The structuralist orientation of social network analysis put it at odds with concepts such as culture, identity, and agency for much of the field’s early history, but this started to change in the early 1990s. For example, White (2008 [1992]), Emirbayer (Emirbayer and Goodwin, 1994; Emirbayer, 1997; Emirbayer and Mische, 1998), and Mische (2003) began to theorize the foundations of a ‘relational sociology’ (Mische and Fuhse, this volume), building on White’s approach to culture and identity. Other approaches to relational sociology (Donati, 2012) that utilise social network analysis have also developed, most markedly in the work of Nick Crossley (2010; 2021).

Beyond “relational sociology,” research at the intersection of networks, culture, language, cognition, and affect has been thriving in recent years (Lizardo, this volume; Shugars and González-Bailón, this volume; Brashears and Money, this volume; Agneessens, this volume). This work, together with advances in modelling scientific (Kang and Evans, this volume) and socio-ecological networks (Bodin, this volume), has contributed to the development of methods and models for multi-modal (Jasny, this volume) and multi-level networks (Lazega and Wang, this volume).

Numerous other applications have extended social network analysis beyond sociology and anthropology into other disciplines, such as history (Kumekawa, this volume), geography (Hipp, this volume), environmental science and policy (Bodin, this volume; Scott et al., this volume) and economics (Goyal, 2011). Network analysis has also been used to make important contributions to interdisciplinary research on subjects such as political and policy networks (Diani, this volume; Knoke, 1990; Knoke et al., 1996; Knoke, 2011), social movements (Tindall, this volume; Diani, 1995, 2011), gender and ethnicity (Bellotti, this volume; Côté, this volume), crime (Ouellet, this volume; Morselli, 2009; Arquilla and Ronfeldt, 2001), terrorism (van der Hulst, 2011), international trade (Prell et al., this volume) and the world political economy (Kick and Davis, 2001; Kick et al., 2011; Carroll et al., this volume), diffusion (Centola, this volume), the impact of peers on attitudes and behaviour (Kirke, 2006; An, 2011), health outcomes (de la Haye, this volume); and many other topics.

+ + + + +

Aim a: Return the pointing dataset records below verbatim, reproducing every line without any change.

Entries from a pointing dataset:
+ + + + +

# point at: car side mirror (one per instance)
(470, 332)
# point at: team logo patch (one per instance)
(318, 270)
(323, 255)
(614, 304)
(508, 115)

+ + + + +

Aim b: Write the next part of the passage on social network analysis, starting right after its final sentence.

Output a:
# point at: car side mirror (one per instance)
(470, 332)
# point at: team logo patch (one per instance)
(318, 270)
(323, 255)
(614, 304)
(508, 115)

Output b:
Since the late 1970s, there has been a huge increase in technical contributions to social network methodology and in its application (e.g., Burt 1982; Holland et al. 1983; Freeman et al. 1989; Wasserman and Faust 1994; Wasserman and Galaskiewicz 1994; Hoff et al. 2002; Brandes and Erlebach 2005; Carrington et al. 2005; Butts 2008; Snijders et al. 2010; Lusher et al. 2013). The importance technical contributions in SNA is evident when we take a high-level view of the field. For example, we analysed the latent topic structure of all publications in Social Networks by fitting a hierarchical Bayesian stochastic blockmodel to a bipartite network of journal articles and the words contained in their titles and abstracts (see Gerlach et al. 2018 for a discussion of network-based generative topic models, and Browne, Crick, and McLevey, this volume, for Bayesian stochastic blockmodels). Our analysis detected 26 latent topics (at the lowest level of the model), 20 of which are substantively interesting.2

Figure 1 is a visualization of the hierarchical blockmodel, with word nodes clustered into latent topics on the right, and document nodes clustered based on their topic mixtures on the left. The hierarchical blockmodel is superimposed, with square blue nodes, over the original complex network. We focus on the lowest levels of the blockmodel, which are the blocks furthest to the right (topics) and left (document clusters) of the graph.

Figure 1: Visualization of a hierarchical Bayesian stochastic blockmodel fit to the bipartite network of Social Networks articles and the words contained in their titles and abstracts. The nodes on the right are words, clustered into mixtures of latent topics. The nodes on the left are documents, clustered based on their latent topic mixtures.

Figure 1: Visualization of a hierarchical Bayesian stochastic blockmodel fit to the bipartite network of Social Networks articles and the words contained in their titles and abstracts. The nodes on the right are words, clustered into mixtures of latent topics. The nodes on the left are documents, clustered based on their latent topic mixtures.

To interpret each latent topic, we read the full list of associated words, as well as the titles and abstracts of articles that prominently feature the topic, and the titles and abstract of documents belonging to document clusters that prominently feature the topic. We then assigned each a general label, computed the distribution of topics over all Social Networks publications, and aggregated the results for each year to examine change over time. Those results are shown in Figure 2, which compares the weight of each detected topic over time.

Figure 2: Changes in the topics covered by Social Networks publications over time.

Figure 2: Changes in the topics covered by Social Networks publications over time.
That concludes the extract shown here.